* **EXERCISES**:
- a) Copy the commentary on The Tables Turned word for word, from "In the first" to "is ‘no mean preacher’.".
- b) In the commentary on The Tables Turned, what is the friend urged to do in the first and second verses?

* **SELECTION**:
□ □ □ □ □ □ □

The Tables Turned is an almost purely didactic poem. The statements it makes about nature
and art are meant to be taken at their face value as general truths about life. Some awareness of
the political and aesthetic background at the time it was written—the last decade of the
eighteenth century—helps understanding of the poem. There was at this time a revolt against
formal education and influence of books, in favor of a return to the direct perception of nature.
Wordsworth owed much to the thought of Rousseau and the libertarian ideals which had inspired
the French Revolution. He professed at this time a blind and an almost mystic belief in the power
of nature to educate the mind and edify the soul, unaided by human effort. That he later came to
abandon this belief does not affect the ardor with which he expressed it in the poems of this
period.
In the first and second verses, his friend is urged to give up the unprofitable study of books
and enjoy the beauty of the evening. In stanzas three and four, the same idea is repeated with
emphasis: books are a dull and endless strife; there is more wisdom in the linnet’s song, while
the throstle is ‘no mean preacher’.

□ □ □ □ □ □ □

* **RECORDED INFORMATION**:
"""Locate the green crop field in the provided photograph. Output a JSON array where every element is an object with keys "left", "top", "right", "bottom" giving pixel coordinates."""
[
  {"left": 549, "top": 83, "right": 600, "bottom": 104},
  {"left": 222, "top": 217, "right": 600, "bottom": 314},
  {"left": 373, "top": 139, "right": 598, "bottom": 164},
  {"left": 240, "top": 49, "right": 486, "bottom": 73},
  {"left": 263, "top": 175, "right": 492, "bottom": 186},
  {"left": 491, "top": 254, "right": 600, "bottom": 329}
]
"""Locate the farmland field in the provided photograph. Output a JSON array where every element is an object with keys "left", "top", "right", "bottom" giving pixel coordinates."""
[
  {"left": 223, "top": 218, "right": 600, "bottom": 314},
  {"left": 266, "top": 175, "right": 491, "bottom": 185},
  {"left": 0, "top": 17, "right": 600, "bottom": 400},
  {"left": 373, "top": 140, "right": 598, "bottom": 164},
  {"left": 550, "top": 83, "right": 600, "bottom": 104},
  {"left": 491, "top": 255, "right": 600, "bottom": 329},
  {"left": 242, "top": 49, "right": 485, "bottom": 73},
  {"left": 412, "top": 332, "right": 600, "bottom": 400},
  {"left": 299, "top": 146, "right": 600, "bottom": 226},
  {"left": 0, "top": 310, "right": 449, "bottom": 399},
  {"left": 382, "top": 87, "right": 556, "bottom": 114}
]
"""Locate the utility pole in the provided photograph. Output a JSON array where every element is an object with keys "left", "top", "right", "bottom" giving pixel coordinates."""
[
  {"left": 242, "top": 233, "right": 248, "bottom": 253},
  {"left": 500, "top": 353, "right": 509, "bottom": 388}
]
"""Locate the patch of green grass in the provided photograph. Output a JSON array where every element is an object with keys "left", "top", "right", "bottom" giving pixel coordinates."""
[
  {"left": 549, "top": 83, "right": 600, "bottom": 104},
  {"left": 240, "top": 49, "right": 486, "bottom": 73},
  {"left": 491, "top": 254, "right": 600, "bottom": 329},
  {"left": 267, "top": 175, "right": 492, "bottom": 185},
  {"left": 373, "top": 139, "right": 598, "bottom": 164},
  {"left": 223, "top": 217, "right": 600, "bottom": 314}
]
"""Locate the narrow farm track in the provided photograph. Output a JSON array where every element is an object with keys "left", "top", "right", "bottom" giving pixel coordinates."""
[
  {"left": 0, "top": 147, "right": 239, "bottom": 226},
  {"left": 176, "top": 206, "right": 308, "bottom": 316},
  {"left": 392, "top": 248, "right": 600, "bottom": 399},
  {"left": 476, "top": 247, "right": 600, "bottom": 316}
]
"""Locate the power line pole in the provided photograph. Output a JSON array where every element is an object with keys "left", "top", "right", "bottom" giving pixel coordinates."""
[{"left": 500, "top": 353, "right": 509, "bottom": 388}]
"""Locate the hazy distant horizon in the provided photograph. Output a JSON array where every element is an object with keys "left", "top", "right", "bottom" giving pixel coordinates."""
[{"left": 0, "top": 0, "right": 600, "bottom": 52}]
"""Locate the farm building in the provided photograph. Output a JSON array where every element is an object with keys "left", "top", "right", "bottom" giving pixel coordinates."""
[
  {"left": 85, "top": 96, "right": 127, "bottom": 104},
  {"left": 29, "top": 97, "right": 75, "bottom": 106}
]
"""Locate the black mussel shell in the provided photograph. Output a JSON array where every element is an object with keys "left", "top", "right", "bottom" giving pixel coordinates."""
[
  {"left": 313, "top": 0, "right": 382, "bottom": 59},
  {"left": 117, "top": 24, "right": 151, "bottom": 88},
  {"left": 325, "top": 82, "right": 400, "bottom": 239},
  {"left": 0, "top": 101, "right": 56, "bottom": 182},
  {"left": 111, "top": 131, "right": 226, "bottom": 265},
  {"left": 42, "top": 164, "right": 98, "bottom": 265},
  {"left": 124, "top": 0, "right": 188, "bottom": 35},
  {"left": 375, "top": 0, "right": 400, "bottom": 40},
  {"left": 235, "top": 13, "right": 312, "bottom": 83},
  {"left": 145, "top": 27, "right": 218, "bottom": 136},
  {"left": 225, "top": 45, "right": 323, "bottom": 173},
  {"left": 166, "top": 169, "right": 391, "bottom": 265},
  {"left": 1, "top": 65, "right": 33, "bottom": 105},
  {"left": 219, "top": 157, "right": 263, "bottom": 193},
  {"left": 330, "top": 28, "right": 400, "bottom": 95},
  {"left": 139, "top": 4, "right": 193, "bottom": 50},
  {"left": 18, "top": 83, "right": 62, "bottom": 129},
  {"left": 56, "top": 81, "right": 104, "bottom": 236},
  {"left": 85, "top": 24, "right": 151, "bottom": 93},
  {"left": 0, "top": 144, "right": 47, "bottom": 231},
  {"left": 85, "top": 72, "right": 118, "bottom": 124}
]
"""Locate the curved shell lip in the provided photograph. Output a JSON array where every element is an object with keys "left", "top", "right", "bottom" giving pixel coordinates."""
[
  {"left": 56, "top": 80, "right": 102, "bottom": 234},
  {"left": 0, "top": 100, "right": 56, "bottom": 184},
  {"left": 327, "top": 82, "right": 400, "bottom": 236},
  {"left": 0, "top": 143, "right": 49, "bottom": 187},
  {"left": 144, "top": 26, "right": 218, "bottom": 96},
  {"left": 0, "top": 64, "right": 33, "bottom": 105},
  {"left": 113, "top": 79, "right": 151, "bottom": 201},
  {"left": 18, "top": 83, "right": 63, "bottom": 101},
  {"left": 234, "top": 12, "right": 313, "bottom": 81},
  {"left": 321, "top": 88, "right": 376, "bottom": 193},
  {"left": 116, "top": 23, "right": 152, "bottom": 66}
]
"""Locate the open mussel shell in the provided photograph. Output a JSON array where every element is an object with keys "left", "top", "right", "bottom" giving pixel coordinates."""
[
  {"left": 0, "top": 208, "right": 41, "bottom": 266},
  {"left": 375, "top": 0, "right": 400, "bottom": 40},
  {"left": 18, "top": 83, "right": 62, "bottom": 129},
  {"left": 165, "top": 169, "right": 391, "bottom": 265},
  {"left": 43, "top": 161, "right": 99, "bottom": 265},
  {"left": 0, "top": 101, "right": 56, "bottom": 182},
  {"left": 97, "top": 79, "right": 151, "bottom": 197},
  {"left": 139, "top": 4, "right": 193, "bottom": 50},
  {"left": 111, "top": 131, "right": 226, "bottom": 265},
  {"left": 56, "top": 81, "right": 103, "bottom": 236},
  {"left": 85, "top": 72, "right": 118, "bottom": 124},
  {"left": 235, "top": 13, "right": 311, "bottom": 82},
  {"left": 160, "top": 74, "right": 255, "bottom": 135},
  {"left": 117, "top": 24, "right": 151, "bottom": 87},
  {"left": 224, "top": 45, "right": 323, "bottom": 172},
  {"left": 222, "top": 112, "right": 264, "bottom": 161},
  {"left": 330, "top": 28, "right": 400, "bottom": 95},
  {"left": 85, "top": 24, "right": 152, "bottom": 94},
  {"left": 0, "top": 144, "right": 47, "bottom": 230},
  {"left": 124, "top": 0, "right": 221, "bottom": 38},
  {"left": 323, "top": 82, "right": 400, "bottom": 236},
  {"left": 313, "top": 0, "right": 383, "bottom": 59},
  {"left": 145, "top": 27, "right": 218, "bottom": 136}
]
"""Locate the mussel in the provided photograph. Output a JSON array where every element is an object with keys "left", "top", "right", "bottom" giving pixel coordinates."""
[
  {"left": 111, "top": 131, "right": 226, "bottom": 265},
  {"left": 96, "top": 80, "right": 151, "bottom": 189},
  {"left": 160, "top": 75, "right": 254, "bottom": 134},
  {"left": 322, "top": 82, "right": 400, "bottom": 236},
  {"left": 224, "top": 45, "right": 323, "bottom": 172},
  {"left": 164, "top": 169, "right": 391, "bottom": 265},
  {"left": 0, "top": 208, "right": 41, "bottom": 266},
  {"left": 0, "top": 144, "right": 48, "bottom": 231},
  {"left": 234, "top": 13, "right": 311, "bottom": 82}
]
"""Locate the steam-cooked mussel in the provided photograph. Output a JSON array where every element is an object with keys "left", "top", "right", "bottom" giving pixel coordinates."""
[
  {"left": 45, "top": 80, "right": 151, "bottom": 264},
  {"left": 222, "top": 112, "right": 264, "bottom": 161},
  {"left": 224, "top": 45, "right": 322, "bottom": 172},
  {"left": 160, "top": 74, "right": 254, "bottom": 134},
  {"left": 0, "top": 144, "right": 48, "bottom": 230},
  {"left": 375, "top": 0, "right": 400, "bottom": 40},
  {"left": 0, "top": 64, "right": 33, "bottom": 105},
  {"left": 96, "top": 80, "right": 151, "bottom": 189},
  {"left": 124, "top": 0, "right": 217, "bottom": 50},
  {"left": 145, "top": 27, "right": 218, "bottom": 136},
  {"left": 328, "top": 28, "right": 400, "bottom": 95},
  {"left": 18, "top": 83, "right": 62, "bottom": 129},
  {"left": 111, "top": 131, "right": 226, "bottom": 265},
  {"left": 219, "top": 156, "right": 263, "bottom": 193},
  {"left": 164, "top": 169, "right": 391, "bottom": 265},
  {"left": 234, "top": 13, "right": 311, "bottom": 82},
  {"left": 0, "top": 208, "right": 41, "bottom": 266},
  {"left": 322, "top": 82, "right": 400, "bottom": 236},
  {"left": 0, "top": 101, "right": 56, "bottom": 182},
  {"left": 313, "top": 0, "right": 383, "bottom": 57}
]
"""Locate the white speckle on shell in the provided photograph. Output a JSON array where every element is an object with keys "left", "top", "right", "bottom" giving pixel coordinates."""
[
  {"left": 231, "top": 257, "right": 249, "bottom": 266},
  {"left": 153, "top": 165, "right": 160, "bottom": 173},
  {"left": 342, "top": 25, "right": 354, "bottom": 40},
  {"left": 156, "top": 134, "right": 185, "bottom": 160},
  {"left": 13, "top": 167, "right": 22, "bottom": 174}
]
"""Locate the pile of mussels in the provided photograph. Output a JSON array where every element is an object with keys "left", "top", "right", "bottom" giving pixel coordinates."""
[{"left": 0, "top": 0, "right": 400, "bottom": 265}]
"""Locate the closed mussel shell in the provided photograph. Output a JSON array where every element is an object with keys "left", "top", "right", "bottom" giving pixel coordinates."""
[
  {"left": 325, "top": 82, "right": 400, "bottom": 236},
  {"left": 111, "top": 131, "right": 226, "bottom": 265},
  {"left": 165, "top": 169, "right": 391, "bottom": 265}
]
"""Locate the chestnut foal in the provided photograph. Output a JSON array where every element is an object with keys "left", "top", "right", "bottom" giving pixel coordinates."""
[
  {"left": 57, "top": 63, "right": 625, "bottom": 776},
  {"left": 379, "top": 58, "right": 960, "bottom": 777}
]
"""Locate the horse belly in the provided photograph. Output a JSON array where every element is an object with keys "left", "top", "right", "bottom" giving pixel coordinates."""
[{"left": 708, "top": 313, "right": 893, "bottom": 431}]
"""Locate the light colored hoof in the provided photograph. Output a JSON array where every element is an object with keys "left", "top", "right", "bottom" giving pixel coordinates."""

□ □ □ □ □ □ □

* **RESPONSES TO THE TASKS**:
- a)
In the first and second verses, his friend is urged to give up the unprofitable study of books
and enjoy the beauty of the evening. In stanzas three and four, the same idea is repeated with
emphasis: books are a dull and endless strife; there is more wisdom in the linnet’s song, while
the throstle is ‘no mean preacher’.

- b) The friend is urged to give up the unprofitable study of books and enjoy the beauty of the evening.